- The task
Reproduce the listing below, swapping every occurrence of "pick out" for "mark" and leaving everything else unchanged.

- Input
## BEGIN
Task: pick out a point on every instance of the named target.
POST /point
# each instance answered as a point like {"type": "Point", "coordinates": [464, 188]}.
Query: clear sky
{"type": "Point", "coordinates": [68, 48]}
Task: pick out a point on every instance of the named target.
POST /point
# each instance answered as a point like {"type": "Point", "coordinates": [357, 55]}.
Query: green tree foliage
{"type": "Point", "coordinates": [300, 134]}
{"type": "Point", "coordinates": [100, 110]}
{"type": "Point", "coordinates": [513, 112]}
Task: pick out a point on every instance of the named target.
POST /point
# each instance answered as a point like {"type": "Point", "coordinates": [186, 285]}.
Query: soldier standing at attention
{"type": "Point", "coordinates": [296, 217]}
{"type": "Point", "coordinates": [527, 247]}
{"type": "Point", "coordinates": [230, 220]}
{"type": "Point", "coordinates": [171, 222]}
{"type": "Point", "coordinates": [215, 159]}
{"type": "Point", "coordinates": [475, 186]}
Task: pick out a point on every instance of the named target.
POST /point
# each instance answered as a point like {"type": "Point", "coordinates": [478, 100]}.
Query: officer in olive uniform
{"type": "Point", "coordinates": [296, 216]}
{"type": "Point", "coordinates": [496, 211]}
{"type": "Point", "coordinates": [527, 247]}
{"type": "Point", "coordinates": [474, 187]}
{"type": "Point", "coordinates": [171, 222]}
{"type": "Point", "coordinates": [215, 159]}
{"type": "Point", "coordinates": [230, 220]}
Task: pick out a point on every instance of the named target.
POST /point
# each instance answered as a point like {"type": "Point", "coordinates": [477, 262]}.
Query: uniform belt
## END
- Expected answer
Task: mark a point on every instance of the named target.
POST /point
# each instance answered as a point like {"type": "Point", "coordinates": [464, 188]}.
Query: clear sky
{"type": "Point", "coordinates": [68, 48]}
Task: mark a point on every instance of the named target.
POST /point
# each instance answered as a point like {"type": "Point", "coordinates": [357, 55]}.
Query: green tree foliage
{"type": "Point", "coordinates": [300, 134]}
{"type": "Point", "coordinates": [100, 110]}
{"type": "Point", "coordinates": [513, 112]}
Task: mark a point on every instance of the named target.
POST /point
# each instance answered as a point like {"type": "Point", "coordinates": [186, 285]}.
Query: soldier standing at attention
{"type": "Point", "coordinates": [296, 217]}
{"type": "Point", "coordinates": [527, 247]}
{"type": "Point", "coordinates": [230, 220]}
{"type": "Point", "coordinates": [171, 222]}
{"type": "Point", "coordinates": [215, 159]}
{"type": "Point", "coordinates": [475, 186]}
Task: mark a point on every instance of the named target.
POST /point
# each instance answered as a point like {"type": "Point", "coordinates": [478, 100]}.
Query: officer in olive uniform
{"type": "Point", "coordinates": [296, 216]}
{"type": "Point", "coordinates": [496, 211]}
{"type": "Point", "coordinates": [527, 247]}
{"type": "Point", "coordinates": [474, 187]}
{"type": "Point", "coordinates": [171, 222]}
{"type": "Point", "coordinates": [215, 159]}
{"type": "Point", "coordinates": [230, 220]}
Task: mark a point on every instance of the named target.
POST /point
# each instance answered as a point like {"type": "Point", "coordinates": [477, 262]}.
Query: uniform belt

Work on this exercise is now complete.